• _OBJECTIVE_
Copy the stretch from the start of the items through the line containing "POLYGON ((572 259, 578", requests included, and scale every coordinate in the answers by 0.5, rounding each to a whole number with halves going up. Reproduce only those lines.

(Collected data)
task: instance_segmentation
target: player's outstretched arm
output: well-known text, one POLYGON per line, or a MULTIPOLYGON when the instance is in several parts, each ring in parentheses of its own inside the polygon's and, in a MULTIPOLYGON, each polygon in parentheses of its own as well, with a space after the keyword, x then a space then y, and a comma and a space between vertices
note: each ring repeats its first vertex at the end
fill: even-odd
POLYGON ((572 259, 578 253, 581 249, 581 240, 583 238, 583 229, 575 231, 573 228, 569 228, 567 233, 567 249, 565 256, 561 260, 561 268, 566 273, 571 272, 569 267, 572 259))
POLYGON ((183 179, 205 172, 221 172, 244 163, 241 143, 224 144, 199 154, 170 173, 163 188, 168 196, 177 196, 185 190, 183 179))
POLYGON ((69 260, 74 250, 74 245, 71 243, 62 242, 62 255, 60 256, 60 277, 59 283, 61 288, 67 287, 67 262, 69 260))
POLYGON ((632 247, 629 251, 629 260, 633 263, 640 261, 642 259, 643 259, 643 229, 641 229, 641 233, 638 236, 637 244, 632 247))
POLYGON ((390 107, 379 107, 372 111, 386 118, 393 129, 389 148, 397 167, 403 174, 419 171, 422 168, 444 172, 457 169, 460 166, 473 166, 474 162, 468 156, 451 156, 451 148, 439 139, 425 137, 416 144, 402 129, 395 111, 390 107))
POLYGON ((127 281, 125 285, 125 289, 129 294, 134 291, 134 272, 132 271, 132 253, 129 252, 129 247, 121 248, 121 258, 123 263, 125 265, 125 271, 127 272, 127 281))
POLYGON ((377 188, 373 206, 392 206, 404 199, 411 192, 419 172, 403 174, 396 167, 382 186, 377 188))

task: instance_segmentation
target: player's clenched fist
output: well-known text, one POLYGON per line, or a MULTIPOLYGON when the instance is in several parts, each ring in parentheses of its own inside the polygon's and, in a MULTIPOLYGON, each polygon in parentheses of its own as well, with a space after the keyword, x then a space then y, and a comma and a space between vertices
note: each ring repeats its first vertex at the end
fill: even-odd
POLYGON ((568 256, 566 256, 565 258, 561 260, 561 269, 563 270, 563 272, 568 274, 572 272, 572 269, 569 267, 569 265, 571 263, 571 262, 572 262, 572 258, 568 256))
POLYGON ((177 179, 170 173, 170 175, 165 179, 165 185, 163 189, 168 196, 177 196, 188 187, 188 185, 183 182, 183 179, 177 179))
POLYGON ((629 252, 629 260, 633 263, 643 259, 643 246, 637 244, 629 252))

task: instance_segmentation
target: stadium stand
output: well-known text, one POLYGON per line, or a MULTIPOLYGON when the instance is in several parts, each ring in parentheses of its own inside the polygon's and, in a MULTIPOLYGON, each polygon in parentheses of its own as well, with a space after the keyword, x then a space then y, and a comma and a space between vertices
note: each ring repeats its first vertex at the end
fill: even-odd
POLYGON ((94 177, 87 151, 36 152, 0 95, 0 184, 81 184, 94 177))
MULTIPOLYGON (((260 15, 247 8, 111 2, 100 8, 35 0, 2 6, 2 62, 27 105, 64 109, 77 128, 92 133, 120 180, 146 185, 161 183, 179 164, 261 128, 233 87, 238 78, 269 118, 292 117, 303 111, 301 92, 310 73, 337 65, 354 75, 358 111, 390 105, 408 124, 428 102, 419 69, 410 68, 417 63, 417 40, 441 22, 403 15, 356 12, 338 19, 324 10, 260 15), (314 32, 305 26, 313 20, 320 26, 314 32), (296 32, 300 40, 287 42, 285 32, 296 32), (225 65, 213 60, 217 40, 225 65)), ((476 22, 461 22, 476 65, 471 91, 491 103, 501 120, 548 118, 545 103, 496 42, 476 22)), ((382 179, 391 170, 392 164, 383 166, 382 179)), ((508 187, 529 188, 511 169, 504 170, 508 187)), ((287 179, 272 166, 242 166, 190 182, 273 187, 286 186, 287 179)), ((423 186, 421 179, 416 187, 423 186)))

• _EXERCISE RESPONSE_
task: instance_segmentation
target: player's outstretched arm
output: well-known text, one POLYGON per line, or a MULTIPOLYGON when the instance is in several parts, each ring in parentheses of its own inside the polygon's and, in a MULTIPOLYGON, each polygon in parentheses of its own as well, with a space after the keyword, x then a space then y, and a comma and a space between vertices
note: each ring repeats its first vertex at the end
fill: even-odd
POLYGON ((286 130, 289 127, 291 125, 291 120, 292 119, 292 115, 288 116, 287 114, 285 114, 284 117, 284 125, 283 128, 281 130, 281 134, 283 137, 286 136, 285 134, 286 130))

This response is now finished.